§ **Brief**: Output the listing word for word, minus pictures.

§ **Data for this exercise**:

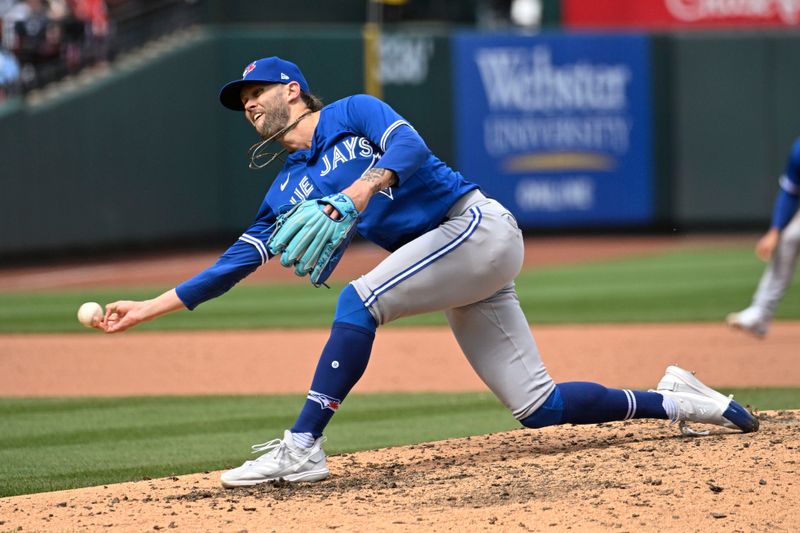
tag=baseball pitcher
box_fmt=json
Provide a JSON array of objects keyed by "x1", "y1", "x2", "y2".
[{"x1": 98, "y1": 57, "x2": 758, "y2": 487}]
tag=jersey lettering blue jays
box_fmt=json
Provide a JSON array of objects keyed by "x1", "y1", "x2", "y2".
[{"x1": 176, "y1": 94, "x2": 477, "y2": 309}]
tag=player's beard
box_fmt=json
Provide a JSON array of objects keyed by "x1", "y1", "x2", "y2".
[
  {"x1": 246, "y1": 92, "x2": 311, "y2": 169},
  {"x1": 256, "y1": 96, "x2": 291, "y2": 140}
]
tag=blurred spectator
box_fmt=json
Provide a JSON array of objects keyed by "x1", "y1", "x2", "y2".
[
  {"x1": 59, "y1": 3, "x2": 87, "y2": 72},
  {"x1": 4, "y1": 0, "x2": 63, "y2": 89},
  {"x1": 0, "y1": 3, "x2": 19, "y2": 94},
  {"x1": 0, "y1": 0, "x2": 202, "y2": 95},
  {"x1": 2, "y1": 1, "x2": 28, "y2": 50},
  {"x1": 71, "y1": 0, "x2": 109, "y2": 65},
  {"x1": 0, "y1": 0, "x2": 16, "y2": 26},
  {"x1": 0, "y1": 0, "x2": 111, "y2": 90},
  {"x1": 0, "y1": 38, "x2": 21, "y2": 100}
]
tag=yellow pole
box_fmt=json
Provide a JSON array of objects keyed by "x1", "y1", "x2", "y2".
[{"x1": 364, "y1": 2, "x2": 382, "y2": 99}]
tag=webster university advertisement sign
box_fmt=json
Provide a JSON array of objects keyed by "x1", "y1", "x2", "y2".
[
  {"x1": 564, "y1": 0, "x2": 800, "y2": 28},
  {"x1": 453, "y1": 33, "x2": 654, "y2": 227}
]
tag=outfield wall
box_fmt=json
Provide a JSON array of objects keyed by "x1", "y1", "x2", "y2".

§ **Result**:
tag=baseball pitcher
box_fmt=json
Provide a JSON array of objects keyed by "x1", "y1", "x2", "y2".
[{"x1": 98, "y1": 57, "x2": 758, "y2": 487}]
tag=jersey lettering blue jays
box_fmt=json
Provide a JSON array of objects keyed by "x1", "y1", "x2", "y2".
[{"x1": 176, "y1": 94, "x2": 477, "y2": 309}]
tag=player's beard
box_fmt=json
Provide a JSON array of objects keyed by "x1", "y1", "x2", "y2".
[
  {"x1": 246, "y1": 92, "x2": 311, "y2": 169},
  {"x1": 256, "y1": 96, "x2": 291, "y2": 140}
]
tag=blurred spectator
box_fmt=json
Provide a JSON array of objects keyed by "x1", "y1", "x2", "y2".
[
  {"x1": 59, "y1": 3, "x2": 87, "y2": 72},
  {"x1": 4, "y1": 0, "x2": 63, "y2": 89},
  {"x1": 0, "y1": 3, "x2": 19, "y2": 94},
  {"x1": 0, "y1": 0, "x2": 202, "y2": 95},
  {"x1": 2, "y1": 1, "x2": 28, "y2": 50},
  {"x1": 71, "y1": 0, "x2": 109, "y2": 65},
  {"x1": 0, "y1": 0, "x2": 16, "y2": 26},
  {"x1": 0, "y1": 0, "x2": 111, "y2": 90},
  {"x1": 0, "y1": 38, "x2": 21, "y2": 100}
]
tag=yellow pole
box_fmt=json
Provide a JSON array of objects keyed by "x1", "y1", "x2", "y2".
[{"x1": 364, "y1": 2, "x2": 382, "y2": 99}]
tag=webster university advertisement sign
box_fmt=json
Provide a JSON array of objects keyed by "x1", "y1", "x2", "y2".
[
  {"x1": 564, "y1": 0, "x2": 800, "y2": 28},
  {"x1": 453, "y1": 33, "x2": 654, "y2": 227}
]
tag=outfield wall
box_fmt=json
Provide a JSON array of objects keyed by "x1", "y1", "x2", "y2".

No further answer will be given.